Instructions to follow:
Which lines in the rows below contain the string "blonde"? Report each one word for word. Case counts.

Data shown:
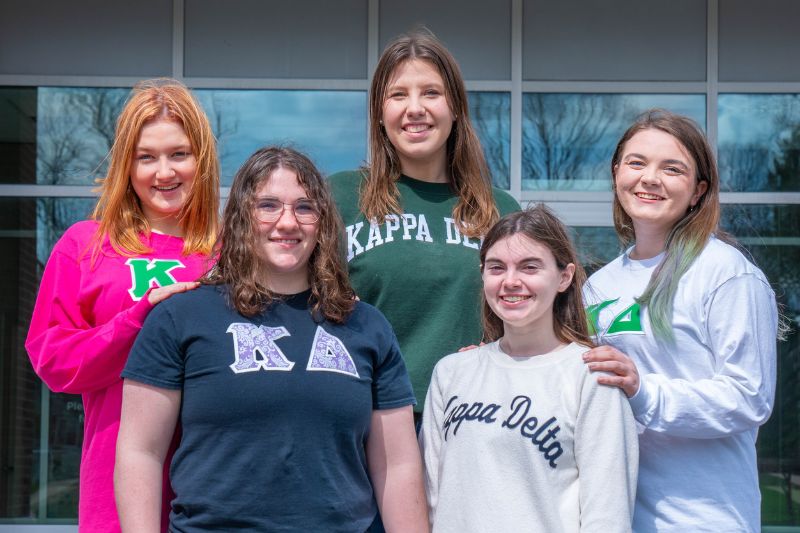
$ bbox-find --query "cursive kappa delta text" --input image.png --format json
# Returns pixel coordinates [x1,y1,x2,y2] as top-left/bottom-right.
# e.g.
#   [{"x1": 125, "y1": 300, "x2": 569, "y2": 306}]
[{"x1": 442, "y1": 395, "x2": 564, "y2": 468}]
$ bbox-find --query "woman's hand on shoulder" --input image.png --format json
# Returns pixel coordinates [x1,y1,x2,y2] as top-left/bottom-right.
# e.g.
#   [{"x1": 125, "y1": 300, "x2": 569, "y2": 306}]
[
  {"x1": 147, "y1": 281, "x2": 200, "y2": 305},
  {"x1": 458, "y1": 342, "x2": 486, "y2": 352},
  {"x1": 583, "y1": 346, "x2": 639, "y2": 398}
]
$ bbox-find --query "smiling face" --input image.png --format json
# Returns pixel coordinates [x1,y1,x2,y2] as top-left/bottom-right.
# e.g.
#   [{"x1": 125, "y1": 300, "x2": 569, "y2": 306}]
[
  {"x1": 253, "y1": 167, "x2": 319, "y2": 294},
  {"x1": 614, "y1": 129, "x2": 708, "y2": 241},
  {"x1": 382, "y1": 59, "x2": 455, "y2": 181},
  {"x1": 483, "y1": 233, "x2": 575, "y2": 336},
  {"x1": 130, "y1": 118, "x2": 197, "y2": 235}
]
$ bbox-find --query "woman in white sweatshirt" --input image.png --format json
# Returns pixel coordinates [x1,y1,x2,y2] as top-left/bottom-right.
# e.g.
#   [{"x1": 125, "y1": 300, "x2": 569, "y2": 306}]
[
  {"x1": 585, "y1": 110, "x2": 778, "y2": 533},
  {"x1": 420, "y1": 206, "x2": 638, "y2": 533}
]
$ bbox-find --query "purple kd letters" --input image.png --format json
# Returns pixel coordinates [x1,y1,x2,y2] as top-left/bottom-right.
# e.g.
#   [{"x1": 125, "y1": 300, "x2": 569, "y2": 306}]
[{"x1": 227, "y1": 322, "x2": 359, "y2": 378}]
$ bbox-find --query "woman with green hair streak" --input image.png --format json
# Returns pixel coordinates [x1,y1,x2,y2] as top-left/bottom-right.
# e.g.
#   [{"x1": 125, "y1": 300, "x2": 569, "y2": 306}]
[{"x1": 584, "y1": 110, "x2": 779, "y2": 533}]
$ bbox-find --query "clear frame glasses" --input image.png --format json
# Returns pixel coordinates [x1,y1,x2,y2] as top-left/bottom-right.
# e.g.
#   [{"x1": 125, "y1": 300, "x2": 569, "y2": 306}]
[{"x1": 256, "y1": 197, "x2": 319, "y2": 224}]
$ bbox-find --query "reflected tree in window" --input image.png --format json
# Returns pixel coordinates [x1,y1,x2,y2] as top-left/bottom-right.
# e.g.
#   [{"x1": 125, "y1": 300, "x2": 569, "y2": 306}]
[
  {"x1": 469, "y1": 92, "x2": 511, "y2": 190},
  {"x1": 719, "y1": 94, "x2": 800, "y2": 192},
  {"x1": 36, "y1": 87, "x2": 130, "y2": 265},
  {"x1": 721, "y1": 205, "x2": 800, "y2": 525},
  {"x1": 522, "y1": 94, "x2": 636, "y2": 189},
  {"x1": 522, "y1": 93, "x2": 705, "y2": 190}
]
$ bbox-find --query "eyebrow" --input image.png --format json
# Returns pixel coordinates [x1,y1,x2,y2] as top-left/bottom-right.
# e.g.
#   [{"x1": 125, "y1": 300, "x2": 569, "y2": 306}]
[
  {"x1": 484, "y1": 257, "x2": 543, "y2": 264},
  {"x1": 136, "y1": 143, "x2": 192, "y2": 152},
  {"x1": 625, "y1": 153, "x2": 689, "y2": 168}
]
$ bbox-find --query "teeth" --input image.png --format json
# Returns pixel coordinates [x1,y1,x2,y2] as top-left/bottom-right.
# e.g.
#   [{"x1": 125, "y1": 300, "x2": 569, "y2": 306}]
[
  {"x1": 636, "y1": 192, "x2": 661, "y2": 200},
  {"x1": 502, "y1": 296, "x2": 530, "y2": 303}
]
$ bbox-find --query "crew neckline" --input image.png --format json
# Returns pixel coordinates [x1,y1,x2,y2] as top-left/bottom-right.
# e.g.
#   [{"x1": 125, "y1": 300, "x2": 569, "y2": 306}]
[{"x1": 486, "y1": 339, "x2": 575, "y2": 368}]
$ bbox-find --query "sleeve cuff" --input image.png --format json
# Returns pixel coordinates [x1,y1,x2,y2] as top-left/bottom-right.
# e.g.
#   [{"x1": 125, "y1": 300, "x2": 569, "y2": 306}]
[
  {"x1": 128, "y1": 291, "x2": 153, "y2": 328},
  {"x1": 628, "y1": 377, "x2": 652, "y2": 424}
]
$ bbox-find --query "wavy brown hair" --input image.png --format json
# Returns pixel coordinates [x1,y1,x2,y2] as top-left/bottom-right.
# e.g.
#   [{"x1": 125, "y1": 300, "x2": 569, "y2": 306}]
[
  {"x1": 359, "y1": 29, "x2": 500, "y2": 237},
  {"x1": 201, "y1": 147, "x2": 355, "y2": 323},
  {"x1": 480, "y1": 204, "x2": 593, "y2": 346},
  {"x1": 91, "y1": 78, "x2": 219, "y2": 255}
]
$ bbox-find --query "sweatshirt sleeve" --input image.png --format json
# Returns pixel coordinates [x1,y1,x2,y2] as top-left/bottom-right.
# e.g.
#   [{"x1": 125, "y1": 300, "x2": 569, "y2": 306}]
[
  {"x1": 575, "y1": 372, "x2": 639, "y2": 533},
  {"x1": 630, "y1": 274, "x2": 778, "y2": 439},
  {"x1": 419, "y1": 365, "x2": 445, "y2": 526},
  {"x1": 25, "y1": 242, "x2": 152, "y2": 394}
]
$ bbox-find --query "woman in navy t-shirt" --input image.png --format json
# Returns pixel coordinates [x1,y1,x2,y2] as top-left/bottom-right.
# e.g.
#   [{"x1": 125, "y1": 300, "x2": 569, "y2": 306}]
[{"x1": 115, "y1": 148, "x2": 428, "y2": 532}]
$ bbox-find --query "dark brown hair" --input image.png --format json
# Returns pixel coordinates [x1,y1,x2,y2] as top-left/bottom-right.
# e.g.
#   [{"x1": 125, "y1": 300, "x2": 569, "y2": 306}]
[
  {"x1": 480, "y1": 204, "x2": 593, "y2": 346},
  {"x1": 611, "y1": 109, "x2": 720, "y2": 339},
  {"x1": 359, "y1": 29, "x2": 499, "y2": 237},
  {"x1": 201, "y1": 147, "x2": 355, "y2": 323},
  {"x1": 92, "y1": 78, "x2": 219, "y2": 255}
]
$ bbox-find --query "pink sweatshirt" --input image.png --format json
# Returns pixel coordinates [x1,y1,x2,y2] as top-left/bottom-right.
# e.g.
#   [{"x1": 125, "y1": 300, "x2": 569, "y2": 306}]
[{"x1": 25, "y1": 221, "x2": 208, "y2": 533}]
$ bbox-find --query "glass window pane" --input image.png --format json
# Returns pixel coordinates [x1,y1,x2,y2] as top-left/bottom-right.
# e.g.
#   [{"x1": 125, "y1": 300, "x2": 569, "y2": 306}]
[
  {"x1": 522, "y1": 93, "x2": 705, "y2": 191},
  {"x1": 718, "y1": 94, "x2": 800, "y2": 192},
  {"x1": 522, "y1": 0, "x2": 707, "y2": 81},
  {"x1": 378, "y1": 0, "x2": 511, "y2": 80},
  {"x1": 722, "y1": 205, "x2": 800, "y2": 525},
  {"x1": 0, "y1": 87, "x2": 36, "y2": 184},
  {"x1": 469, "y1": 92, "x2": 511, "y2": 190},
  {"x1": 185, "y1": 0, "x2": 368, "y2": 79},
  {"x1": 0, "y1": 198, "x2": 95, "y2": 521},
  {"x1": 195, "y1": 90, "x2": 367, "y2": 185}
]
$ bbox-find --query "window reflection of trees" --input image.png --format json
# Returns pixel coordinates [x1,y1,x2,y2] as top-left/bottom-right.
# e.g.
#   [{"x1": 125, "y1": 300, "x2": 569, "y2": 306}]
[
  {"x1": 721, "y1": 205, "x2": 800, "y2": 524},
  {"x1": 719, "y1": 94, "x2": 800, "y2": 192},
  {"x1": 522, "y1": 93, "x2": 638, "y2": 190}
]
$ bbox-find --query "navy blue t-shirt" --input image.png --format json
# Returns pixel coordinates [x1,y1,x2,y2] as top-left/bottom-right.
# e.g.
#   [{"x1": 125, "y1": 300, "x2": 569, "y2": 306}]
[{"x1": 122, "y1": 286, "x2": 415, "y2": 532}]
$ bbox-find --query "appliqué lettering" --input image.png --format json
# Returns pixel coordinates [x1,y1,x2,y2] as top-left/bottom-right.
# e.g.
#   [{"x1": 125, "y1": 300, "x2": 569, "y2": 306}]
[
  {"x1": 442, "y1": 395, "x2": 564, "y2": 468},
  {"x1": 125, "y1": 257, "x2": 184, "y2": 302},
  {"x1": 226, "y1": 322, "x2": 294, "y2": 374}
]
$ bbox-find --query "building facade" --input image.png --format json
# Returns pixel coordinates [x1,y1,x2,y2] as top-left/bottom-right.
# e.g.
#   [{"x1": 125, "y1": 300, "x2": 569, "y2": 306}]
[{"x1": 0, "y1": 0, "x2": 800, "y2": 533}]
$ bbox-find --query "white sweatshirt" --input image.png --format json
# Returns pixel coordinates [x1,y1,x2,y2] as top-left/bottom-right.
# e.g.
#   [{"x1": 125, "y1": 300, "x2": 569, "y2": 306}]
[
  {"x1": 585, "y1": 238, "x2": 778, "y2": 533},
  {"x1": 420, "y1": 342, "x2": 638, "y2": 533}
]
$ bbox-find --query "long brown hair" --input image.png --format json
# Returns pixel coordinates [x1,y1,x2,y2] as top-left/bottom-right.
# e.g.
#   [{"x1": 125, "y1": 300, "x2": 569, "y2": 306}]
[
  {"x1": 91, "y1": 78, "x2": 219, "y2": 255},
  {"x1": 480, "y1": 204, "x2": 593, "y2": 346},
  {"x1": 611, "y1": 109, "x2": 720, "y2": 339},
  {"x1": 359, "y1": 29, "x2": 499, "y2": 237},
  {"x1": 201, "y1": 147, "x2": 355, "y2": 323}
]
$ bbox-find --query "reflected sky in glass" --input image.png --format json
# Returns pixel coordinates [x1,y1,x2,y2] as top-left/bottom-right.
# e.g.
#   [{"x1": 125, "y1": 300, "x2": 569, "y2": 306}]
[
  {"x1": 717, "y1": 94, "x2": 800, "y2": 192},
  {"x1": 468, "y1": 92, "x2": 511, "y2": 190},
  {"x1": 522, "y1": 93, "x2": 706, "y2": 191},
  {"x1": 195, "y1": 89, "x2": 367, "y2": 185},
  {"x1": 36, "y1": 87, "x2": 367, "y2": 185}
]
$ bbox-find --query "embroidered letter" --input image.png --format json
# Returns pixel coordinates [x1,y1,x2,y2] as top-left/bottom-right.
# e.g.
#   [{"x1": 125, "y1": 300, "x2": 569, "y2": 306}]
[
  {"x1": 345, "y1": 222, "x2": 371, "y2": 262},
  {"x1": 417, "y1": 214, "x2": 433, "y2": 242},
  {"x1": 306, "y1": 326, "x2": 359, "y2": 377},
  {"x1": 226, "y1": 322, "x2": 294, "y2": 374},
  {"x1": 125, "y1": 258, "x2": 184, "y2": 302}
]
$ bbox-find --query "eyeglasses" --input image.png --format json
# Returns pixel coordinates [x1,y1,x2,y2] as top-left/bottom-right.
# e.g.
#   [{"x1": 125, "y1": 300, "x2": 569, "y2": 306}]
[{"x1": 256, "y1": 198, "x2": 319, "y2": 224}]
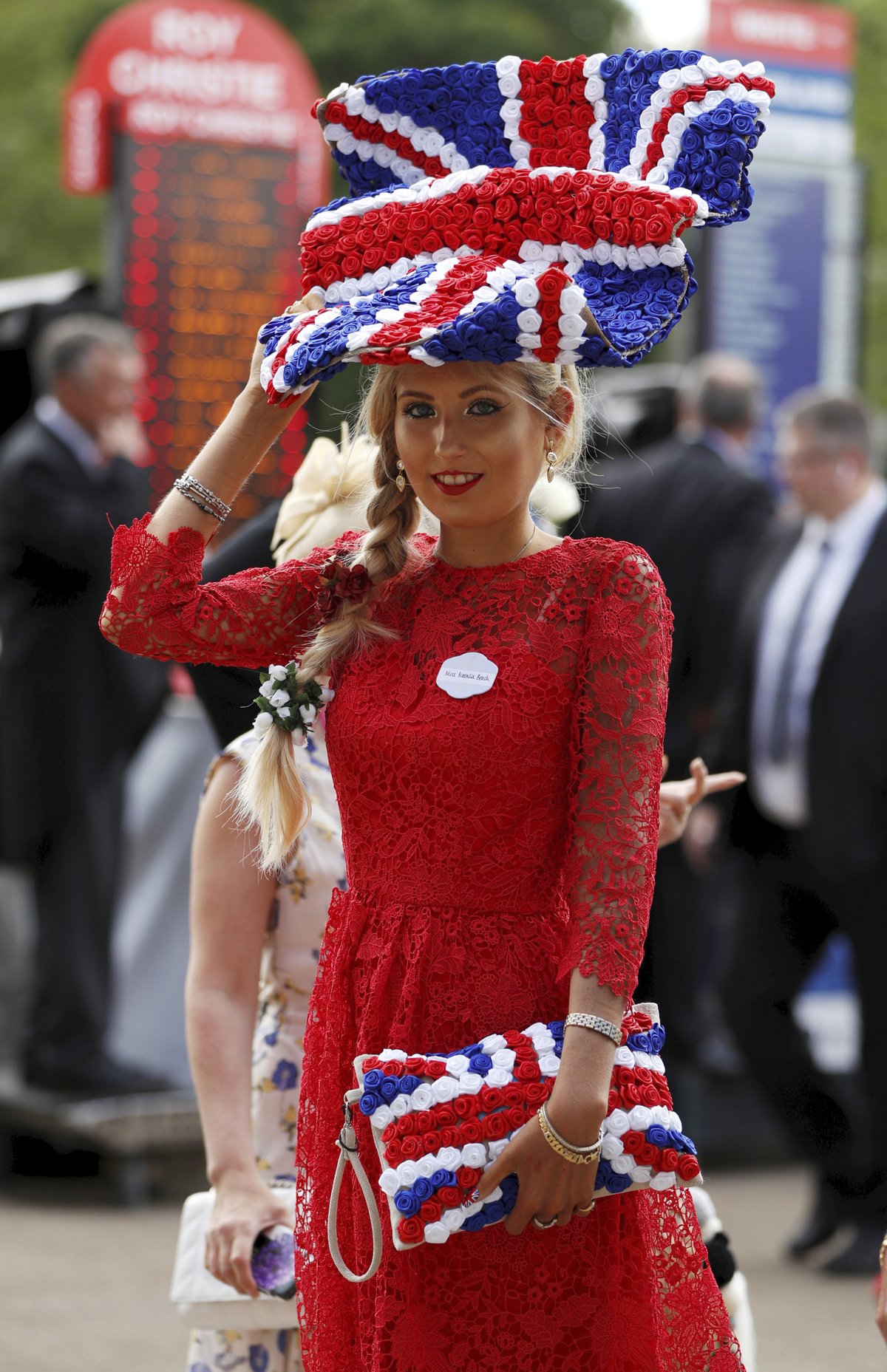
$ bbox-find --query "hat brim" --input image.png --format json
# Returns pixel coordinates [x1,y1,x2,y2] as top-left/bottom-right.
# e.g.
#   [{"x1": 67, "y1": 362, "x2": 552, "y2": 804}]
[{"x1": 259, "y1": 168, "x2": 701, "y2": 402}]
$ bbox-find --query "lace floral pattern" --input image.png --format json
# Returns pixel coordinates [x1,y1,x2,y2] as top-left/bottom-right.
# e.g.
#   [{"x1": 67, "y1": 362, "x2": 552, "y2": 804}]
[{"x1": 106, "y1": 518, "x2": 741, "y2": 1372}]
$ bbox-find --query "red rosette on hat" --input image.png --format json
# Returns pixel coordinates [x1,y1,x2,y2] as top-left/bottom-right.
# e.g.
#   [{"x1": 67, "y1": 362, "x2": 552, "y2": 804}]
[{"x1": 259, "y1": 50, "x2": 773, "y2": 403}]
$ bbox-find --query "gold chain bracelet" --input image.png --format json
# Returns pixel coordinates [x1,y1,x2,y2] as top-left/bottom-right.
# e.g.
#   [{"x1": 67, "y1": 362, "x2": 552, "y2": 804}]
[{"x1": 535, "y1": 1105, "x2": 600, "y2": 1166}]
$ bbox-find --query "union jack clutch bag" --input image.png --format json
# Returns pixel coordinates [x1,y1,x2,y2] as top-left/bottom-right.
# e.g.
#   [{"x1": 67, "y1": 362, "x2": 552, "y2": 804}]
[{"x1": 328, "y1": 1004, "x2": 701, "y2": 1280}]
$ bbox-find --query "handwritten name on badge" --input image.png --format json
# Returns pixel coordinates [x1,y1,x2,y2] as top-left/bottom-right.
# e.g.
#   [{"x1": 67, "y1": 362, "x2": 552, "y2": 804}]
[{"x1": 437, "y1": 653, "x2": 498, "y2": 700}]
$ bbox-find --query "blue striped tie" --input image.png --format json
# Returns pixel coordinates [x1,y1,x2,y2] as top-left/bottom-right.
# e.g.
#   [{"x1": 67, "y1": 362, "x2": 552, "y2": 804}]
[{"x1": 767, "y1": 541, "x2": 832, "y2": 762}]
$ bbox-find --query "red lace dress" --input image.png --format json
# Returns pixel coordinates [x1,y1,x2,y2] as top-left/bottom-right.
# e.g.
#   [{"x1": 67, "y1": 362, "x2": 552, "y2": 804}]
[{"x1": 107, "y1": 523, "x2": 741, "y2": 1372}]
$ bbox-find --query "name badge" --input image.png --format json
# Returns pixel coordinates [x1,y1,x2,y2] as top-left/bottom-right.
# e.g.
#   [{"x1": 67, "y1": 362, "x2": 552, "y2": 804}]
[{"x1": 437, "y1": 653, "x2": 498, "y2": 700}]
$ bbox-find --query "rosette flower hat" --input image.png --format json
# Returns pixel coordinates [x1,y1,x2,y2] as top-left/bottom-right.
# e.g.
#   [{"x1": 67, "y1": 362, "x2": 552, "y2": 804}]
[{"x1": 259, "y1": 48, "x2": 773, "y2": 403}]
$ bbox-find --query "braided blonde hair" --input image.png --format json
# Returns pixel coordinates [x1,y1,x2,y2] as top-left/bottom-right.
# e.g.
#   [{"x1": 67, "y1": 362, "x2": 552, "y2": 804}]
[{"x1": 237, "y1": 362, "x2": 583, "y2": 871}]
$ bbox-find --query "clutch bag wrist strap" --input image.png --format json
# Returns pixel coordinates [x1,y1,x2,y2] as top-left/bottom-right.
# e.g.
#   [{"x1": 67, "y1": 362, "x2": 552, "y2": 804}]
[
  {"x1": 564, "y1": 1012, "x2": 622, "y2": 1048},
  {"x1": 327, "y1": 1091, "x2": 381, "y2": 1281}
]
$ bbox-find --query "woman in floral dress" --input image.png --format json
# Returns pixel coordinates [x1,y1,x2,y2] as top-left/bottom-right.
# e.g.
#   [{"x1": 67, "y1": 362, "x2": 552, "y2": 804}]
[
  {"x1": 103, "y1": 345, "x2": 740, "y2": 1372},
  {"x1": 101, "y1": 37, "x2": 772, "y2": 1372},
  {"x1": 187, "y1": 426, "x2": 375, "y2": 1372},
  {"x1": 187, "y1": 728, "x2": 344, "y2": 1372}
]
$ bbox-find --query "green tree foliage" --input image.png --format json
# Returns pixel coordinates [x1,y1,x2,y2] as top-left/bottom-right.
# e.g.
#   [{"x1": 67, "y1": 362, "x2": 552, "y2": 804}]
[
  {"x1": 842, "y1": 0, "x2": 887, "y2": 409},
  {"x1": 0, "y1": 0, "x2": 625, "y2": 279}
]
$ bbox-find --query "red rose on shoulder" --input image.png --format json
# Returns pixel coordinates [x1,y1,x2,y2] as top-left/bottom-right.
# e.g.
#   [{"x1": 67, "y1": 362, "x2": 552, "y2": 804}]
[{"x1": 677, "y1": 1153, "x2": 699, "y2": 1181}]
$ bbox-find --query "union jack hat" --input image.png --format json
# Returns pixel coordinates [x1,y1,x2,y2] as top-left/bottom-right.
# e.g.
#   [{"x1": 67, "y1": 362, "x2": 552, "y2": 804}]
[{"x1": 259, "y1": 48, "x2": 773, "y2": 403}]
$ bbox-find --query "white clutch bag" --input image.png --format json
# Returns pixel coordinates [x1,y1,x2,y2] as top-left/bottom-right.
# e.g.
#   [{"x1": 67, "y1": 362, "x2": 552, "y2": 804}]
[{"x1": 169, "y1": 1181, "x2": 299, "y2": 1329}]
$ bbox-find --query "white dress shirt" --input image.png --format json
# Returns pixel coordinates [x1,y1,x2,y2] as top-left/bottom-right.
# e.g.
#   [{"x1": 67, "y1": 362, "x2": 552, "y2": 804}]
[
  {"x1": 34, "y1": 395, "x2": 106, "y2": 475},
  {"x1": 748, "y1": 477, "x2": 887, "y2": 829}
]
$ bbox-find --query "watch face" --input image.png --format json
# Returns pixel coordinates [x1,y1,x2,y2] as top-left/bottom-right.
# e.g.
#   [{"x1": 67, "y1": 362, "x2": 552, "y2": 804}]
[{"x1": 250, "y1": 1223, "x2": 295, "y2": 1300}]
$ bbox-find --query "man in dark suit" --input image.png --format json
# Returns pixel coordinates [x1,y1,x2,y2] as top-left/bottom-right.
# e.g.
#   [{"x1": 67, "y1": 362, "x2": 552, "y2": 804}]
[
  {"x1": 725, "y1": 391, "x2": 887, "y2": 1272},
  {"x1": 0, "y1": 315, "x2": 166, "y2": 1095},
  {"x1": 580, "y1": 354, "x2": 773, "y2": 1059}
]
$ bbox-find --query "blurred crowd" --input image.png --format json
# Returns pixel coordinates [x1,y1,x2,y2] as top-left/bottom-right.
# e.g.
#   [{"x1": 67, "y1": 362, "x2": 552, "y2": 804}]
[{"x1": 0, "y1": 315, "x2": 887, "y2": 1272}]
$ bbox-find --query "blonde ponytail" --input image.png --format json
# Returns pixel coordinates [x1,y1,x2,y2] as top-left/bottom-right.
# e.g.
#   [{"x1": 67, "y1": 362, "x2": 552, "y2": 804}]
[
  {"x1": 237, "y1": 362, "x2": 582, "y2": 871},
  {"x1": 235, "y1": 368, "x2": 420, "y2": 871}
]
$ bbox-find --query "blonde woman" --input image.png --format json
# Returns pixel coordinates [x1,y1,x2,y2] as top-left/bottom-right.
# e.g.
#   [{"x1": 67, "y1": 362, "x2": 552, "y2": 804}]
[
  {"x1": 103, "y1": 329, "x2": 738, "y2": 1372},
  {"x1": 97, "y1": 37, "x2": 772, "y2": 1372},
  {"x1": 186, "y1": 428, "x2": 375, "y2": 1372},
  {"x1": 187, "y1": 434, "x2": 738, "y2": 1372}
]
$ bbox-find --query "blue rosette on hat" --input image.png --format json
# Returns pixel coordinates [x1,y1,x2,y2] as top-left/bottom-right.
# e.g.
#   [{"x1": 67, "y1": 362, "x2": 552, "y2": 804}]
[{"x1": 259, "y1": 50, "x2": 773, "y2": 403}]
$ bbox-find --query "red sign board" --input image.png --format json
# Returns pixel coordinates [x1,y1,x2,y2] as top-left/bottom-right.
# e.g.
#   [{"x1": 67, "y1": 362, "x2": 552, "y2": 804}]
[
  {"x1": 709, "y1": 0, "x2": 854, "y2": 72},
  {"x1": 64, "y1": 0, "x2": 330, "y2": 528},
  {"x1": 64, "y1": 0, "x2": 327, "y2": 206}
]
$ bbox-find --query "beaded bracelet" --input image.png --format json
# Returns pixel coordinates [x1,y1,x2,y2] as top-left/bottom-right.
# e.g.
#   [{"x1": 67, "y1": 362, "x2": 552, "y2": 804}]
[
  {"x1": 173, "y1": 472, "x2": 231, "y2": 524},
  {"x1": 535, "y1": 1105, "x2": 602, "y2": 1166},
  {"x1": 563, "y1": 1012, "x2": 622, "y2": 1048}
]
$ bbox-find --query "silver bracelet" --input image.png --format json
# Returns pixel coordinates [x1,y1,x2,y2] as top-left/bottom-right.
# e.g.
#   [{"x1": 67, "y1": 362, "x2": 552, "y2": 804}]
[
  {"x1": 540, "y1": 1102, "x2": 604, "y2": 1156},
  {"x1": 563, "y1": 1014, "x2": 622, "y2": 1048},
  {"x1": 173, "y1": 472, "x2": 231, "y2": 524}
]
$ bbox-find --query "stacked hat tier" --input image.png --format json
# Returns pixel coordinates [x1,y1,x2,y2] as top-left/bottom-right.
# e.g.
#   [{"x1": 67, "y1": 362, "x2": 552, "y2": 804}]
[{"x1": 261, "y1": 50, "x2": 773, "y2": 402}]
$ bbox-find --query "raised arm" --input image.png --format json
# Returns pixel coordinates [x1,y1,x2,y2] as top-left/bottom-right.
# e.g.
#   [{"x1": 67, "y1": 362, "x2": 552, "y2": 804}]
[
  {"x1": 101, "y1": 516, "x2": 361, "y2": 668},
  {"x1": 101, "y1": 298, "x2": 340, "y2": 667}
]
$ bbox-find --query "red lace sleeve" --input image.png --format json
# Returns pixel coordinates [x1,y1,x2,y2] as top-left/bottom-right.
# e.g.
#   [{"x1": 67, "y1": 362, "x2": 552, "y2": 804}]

Task output:
$ bbox-find --query "braided blonde hair" --input image.png --format json
$ bbox-find --query "blonde ponytail" --input image.png --format json
$ bbox-find --query "blonde woman" --input image.png --format json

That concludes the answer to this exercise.